** Task statement **
Collect every line in the records below that contains the string "roof", and copy each of those lines in full. Case counts when matching.
Start of Stored rows
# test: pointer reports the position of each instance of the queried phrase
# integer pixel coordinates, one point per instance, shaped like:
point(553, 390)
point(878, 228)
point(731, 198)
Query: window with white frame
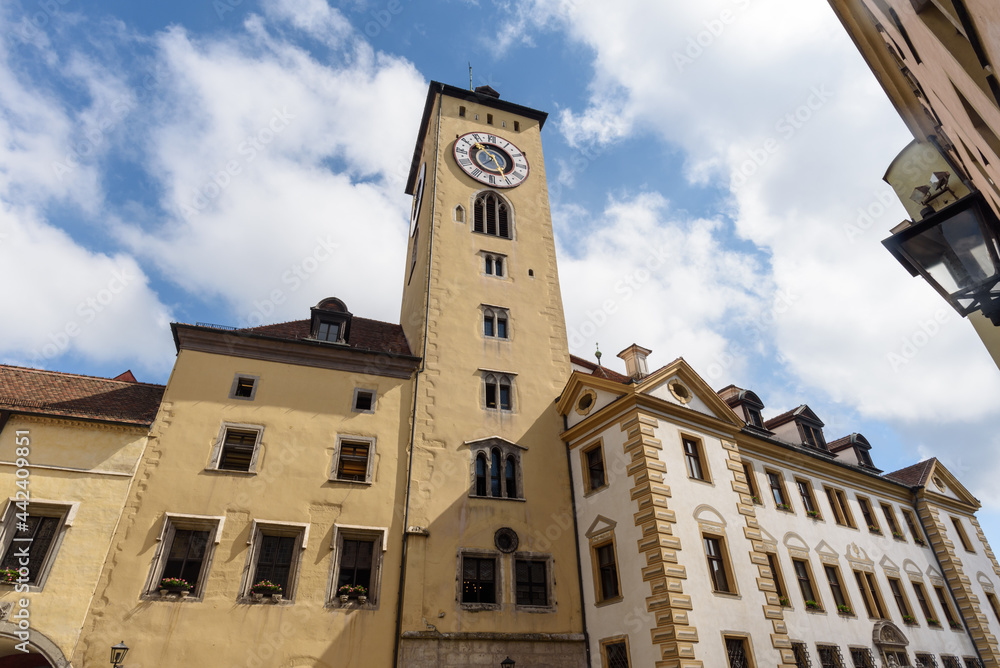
point(274, 558)
point(498, 391)
point(496, 322)
point(186, 547)
point(237, 447)
point(496, 470)
point(495, 265)
point(357, 563)
point(32, 534)
point(353, 459)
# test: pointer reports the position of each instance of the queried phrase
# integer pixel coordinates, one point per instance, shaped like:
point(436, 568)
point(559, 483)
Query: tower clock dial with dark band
point(491, 160)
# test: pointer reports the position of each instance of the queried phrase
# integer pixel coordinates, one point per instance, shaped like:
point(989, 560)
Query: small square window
point(187, 544)
point(479, 580)
point(531, 581)
point(244, 387)
point(364, 401)
point(32, 538)
point(237, 448)
point(357, 564)
point(353, 459)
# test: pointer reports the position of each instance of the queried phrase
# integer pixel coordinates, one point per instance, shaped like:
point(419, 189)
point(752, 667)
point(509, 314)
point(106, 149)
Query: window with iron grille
point(479, 579)
point(829, 656)
point(801, 653)
point(532, 582)
point(737, 650)
point(617, 654)
point(30, 544)
point(238, 448)
point(862, 657)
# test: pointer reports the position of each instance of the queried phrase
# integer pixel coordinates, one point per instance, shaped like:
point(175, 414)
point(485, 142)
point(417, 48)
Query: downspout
point(576, 543)
point(416, 387)
point(951, 593)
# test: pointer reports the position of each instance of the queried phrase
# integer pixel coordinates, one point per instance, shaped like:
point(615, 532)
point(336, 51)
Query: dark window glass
point(617, 654)
point(532, 584)
point(478, 580)
point(185, 555)
point(275, 560)
point(607, 571)
point(834, 579)
point(805, 584)
point(480, 474)
point(237, 450)
point(356, 560)
point(693, 459)
point(328, 331)
point(495, 474)
point(36, 534)
point(595, 467)
point(353, 464)
point(510, 478)
point(716, 565)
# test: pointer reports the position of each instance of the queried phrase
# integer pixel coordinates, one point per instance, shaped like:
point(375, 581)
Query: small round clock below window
point(506, 540)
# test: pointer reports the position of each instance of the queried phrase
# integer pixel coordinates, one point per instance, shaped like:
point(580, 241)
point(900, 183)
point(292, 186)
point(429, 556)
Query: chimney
point(635, 361)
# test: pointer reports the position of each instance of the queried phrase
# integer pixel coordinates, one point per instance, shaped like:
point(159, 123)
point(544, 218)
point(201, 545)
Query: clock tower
point(490, 565)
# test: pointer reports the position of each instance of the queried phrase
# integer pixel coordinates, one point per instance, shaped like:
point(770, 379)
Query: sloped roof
point(913, 476)
point(371, 335)
point(599, 371)
point(58, 394)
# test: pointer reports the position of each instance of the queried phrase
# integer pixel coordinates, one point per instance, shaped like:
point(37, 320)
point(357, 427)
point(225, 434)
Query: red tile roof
point(599, 371)
point(40, 392)
point(913, 476)
point(373, 335)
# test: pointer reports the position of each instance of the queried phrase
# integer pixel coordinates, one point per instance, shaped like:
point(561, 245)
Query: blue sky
point(234, 162)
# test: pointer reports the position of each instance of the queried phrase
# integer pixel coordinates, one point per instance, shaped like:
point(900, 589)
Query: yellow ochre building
point(458, 490)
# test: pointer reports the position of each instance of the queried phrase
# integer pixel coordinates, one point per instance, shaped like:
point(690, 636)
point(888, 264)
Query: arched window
point(481, 474)
point(495, 473)
point(510, 478)
point(495, 323)
point(492, 215)
point(496, 469)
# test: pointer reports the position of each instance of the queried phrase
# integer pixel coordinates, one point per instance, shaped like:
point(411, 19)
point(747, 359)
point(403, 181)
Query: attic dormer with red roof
point(799, 426)
point(331, 321)
point(855, 450)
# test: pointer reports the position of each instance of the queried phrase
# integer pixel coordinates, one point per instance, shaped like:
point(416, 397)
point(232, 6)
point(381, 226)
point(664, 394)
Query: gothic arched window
point(491, 215)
End of Stored rows
** Result of the task **
Query: sloped roof
Query: red tile roof
Query: attic dormer with red roof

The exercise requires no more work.